Recast the rows below as a JSON list of strings with one string per line, starting with the line that contains "Where is each instance of the workshop" and going on through the line that contains "point(15, 374)". Include both of those lines, and leave out any blank lines.

────────

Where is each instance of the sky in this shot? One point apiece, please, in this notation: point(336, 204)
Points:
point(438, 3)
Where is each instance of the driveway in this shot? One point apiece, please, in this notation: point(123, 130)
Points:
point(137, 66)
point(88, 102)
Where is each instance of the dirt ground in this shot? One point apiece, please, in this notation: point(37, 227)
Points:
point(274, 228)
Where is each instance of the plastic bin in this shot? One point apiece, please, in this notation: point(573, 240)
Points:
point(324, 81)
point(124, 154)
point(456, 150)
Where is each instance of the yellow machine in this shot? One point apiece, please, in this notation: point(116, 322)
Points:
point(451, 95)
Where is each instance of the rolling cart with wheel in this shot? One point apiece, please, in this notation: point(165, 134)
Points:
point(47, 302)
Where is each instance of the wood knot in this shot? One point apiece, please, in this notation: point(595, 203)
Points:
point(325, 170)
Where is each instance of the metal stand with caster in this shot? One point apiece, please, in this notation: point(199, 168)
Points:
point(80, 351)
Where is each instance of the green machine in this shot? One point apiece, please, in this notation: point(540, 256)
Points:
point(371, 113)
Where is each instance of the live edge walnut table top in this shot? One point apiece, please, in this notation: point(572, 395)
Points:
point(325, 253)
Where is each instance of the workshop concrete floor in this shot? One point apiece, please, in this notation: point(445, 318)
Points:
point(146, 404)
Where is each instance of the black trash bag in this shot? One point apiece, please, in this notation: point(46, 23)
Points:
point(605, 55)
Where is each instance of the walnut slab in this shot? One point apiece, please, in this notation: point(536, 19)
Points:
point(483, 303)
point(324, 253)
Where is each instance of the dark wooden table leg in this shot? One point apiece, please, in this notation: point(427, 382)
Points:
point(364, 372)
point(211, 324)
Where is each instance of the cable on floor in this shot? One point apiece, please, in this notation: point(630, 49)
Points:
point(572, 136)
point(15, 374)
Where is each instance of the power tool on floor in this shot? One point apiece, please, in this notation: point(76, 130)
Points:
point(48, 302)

────────

* **THE REPLY**:
[
  "Where is each instance of the workshop concrete floor in this shot? One point apiece, please, in this notation: point(445, 318)",
  "Points:",
  "point(146, 404)",
  "Where is each instance of the black trash bag in this shot? One point apiece, please, in this notation: point(46, 23)",
  "Points:",
  "point(605, 55)",
  "Where is each instance of the walnut slab in this shot? One point apiece, please, in this notation: point(536, 19)",
  "Points:",
  "point(483, 303)",
  "point(324, 253)",
  "Where is each instance of the dark wooden table leg in this shot? One point apiece, please, in this notation: point(427, 382)",
  "Points:",
  "point(364, 372)",
  "point(211, 324)",
  "Where is each instance of the cable on floor in this shot? One point apiece, please, in this notation: point(630, 49)",
  "Points:",
  "point(572, 136)",
  "point(15, 374)"
]